►

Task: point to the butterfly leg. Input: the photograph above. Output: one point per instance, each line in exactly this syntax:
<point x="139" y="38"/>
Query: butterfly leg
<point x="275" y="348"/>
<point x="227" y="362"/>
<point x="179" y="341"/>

◄

Every single line in the records above must be written out exactly.

## Response area
Task: point to the butterfly leg. Input: the photograph above. Output: one point per instance, each line in exactly this syntax:
<point x="139" y="38"/>
Query: butterfly leg
<point x="275" y="348"/>
<point x="227" y="362"/>
<point x="179" y="341"/>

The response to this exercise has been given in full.